---- Supplied records
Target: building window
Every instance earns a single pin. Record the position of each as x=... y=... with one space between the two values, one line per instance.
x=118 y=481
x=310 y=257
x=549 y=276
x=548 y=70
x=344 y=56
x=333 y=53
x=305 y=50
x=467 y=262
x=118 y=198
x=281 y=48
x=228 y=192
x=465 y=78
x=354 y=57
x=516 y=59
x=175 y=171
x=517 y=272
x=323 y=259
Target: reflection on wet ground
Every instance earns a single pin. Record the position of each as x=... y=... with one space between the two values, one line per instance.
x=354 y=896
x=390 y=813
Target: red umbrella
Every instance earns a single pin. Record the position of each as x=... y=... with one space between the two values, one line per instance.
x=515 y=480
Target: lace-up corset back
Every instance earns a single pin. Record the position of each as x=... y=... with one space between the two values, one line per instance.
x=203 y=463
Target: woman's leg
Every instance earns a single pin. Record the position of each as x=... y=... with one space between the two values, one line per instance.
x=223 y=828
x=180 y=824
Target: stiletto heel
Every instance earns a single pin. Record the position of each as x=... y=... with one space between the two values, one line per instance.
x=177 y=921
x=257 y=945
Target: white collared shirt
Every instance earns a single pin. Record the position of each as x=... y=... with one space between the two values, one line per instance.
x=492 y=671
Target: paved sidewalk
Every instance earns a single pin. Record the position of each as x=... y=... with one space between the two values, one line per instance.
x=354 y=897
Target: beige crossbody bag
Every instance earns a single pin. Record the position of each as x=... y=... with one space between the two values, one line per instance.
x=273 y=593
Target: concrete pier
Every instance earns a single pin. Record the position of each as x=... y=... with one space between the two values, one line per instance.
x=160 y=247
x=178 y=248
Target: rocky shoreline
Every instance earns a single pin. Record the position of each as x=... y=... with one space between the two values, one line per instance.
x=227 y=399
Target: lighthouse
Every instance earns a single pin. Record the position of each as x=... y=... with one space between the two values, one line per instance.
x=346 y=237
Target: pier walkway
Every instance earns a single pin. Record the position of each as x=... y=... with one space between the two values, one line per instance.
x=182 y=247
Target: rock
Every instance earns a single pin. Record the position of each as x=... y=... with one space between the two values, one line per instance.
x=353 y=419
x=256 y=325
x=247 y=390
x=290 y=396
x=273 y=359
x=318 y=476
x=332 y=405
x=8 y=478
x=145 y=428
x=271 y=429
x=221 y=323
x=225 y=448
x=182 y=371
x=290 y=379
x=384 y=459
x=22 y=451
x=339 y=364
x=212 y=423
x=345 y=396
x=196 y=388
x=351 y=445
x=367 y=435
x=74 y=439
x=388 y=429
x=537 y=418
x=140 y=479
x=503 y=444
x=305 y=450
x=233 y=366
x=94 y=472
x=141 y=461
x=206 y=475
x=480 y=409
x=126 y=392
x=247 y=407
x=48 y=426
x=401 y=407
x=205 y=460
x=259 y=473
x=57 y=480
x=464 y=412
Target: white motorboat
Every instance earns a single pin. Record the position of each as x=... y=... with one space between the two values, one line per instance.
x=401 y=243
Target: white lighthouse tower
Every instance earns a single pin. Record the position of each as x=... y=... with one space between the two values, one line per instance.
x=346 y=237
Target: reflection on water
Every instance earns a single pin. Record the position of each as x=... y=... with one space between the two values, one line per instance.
--------
**Directions**: Convert every line of the listing above into a numbered list, omitting any blank lines.

**Complete output**:
1. Target: building window
2. Every instance earns a single pin. Record the position of each as x=... y=... with one space between the two values, one line per instance.
3. x=118 y=481
4. x=310 y=257
5. x=549 y=276
6. x=548 y=70
7. x=344 y=56
8. x=333 y=53
9. x=305 y=50
10. x=467 y=262
11. x=118 y=198
12. x=281 y=48
13. x=228 y=192
14. x=465 y=78
15. x=354 y=57
16. x=516 y=59
17. x=175 y=171
18. x=517 y=272
19. x=323 y=259
20. Target: reflection on wet ground
21. Every instance earns a single pin. Record the position of each as x=... y=... with one space between the two values, one line per instance.
22. x=354 y=896
23. x=390 y=813
24. Target: red umbrella
25. Every instance earns a single pin. Record the position of each as x=... y=... with one space between the two values, one line per instance.
26. x=515 y=480
27. Target: lace-up corset back
28. Every instance earns a single pin. Record the position of each as x=... y=... with one space between the two values, one line per instance.
29. x=203 y=463
30. Target: woman's leg
31. Every instance earns a single pin. Record the position of each as x=... y=... with one space between the two values, one line per instance.
32. x=223 y=828
33. x=180 y=824
34. Target: stiletto heel
35. Every instance earns a single pin. Record the position of each as x=... y=... with one space between the two values, one line per instance.
36. x=177 y=921
37. x=257 y=945
38. Target: white collared shirt
39. Every instance earns a single pin. Record the position of each as x=... y=... with one space between the two values, one line per instance.
40. x=492 y=671
41. Target: paved sidewalk
42. Every instance earns a single pin. Record the position of each as x=... y=... with one space between the two values, one line per instance.
43. x=354 y=897
44. Target: beige crossbody bag
45. Every instance earns a single pin. Record the position of each as x=... y=... with one space between the two values, one line per instance.
46. x=273 y=593
47. Target: concrete pier
48. Every instance earns a single pin. Record the position of each as x=... y=... with one space between the two values, one line per instance.
49. x=160 y=247
50. x=178 y=248
51. Target: rocky shoreline
52. Every instance earns a single pin. Record the position of each as x=... y=... with one space between the two values, one line per instance.
53. x=227 y=399
54. Target: lighthouse
55. Every instance earns a single pin. Record the position of each as x=... y=... with one space between the two values, one line per instance.
56. x=346 y=237
57. Target: pier walkway
58. Every instance earns a single pin. Record the position of each as x=... y=... with one space between the two values, one line per instance.
59. x=182 y=247
60. Target: rock
61. Every instance earns a single pin. Record the position of each as x=... y=... with one space between the two values, one line per instance.
62. x=353 y=419
63. x=256 y=325
64. x=247 y=390
65. x=290 y=396
66. x=273 y=359
67. x=318 y=476
68. x=332 y=405
69. x=8 y=478
70. x=145 y=428
71. x=271 y=429
72. x=221 y=323
73. x=225 y=448
74. x=182 y=371
75. x=290 y=379
76. x=384 y=459
77. x=22 y=451
78. x=339 y=364
79. x=212 y=423
80. x=345 y=396
81. x=196 y=388
82. x=351 y=445
83. x=367 y=435
84. x=74 y=439
85. x=388 y=429
86. x=537 y=418
87. x=140 y=479
88. x=503 y=444
89. x=305 y=450
90. x=233 y=366
91. x=94 y=472
92. x=141 y=461
93. x=206 y=475
94. x=480 y=409
95. x=126 y=392
96. x=247 y=407
97. x=48 y=426
98. x=401 y=407
99. x=205 y=460
100. x=259 y=473
101. x=57 y=480
102. x=464 y=412
103. Target: white motorboat
104. Every instance earns a single pin. Record the position of each as x=... y=... with one space between the two values, one line per instance.
105. x=401 y=243
106. Target: white lighthouse tower
107. Every instance earns a single pin. Record the position of each as x=... y=... with one space between the two values, one line per instance.
108. x=346 y=237
109. Target: reflection on water
110. Every instance earns a single pin. Record the position of each as x=... y=... with one space between the two values, one line per instance.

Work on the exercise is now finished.